> Excerpted text
>>
Belgian Catholic religious sister

Catherine Goemaere, also known as Sister Mary of the Cross, (born 20 March 1809 in Warneton - died 3 October 1891 in Benicia) was a Belgian Catholic religious sister, missionary in Alta California, and founder of the Dominican Sisters of San Rafael.

== Biography ==

Catherine Adélaïde Goemaere was born on 20 March 1809 into an artisan family in Warneton. She was the daughter of Ignace Joseph Goemaere, a cooper, and Thersille Euphémie Perpétue Demaillye, a merchant. She grew up in a family of nine children marked by high infant mortality. In 1821, at the age of twelve, she lost her mother; only her sisters Elise and Delphine survived to adulthood. Little is known about her life prior to religious life. According to Patricia Dougherty, the quality of her writing and administrative knowledge suggests that she had experience managing business and accounting before becoming a religious sister.

In September 1849, during the July Monarchy, she received the Dominican habit and became a member of the Daughters of the Cross under the name Sister Mary of the Cross at the Convent of the Daughters of the Cross in Paris, reoccupied since 1817.. At the time of her reception she was described as "tested by life". Her first year was marked by the arrival of Joseph Sadoc Alemany, recently consecrated bishop of the newly created Diocese of Monterey.

She volunteered to accompany him and left Paris on 11 October 1850, believing she was being sent to teach French in Somerset, Ohio. After crossing the Atlantic and arriving in New York City, the bishop informed her that he preferred that she accompany him to Alta California. She agreed and travelled with him and Father Sadoc Vilarrasa via the Panama Canal to San Francisco. She arrived on 7 December 1850 and settled three months later in Monterey.

There she founded a Dominican convent composed of two Californios and two American women, and established a school called the Convent of Saint Catherine of Siena, which had 82 students by the summer of 1854. In 1854, when Benicia became the new capital of California, the bishop transferred the convent there, where it took the anglicized name Saint Catherine's Academy.. The complex expanded into several structures: convent, novitiate, school, and hospital.

In 1862, after maintaining correspondence with Alexandre Vincent Jandel, he asked her to reconsider joining the Dominican congregation in Canada, but she declined. That same year she founded St Rose Academy in San Francisco. In 1877, as her order expanded, St Mary's Academy opened in Reno.
<<
> Assignment
Summarize the text on Catherine Goemaere in two sentences. The rows after this text were drawn from a different source.

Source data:
>>
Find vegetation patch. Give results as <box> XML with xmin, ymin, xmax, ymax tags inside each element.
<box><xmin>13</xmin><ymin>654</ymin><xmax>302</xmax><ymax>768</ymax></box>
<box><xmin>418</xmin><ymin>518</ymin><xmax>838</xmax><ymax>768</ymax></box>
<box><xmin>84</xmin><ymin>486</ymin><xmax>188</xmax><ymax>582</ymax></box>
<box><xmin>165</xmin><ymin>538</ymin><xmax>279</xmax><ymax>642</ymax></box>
<<
> Your solution
Catherine Goemaere, known as Sister Mary of the Cross, was a Belgian Catholic religious sister born in Warneton in 1809 who received the Dominican habit in Paris in 1849. She accompanied Bishop Joseph Sadoc Alemany to Alta California in 1850, founded a Dominican convent and school in Monterey that the bishop transferred to Benicia in 1854, and founded St Rose Academy in San Francisco in 1862.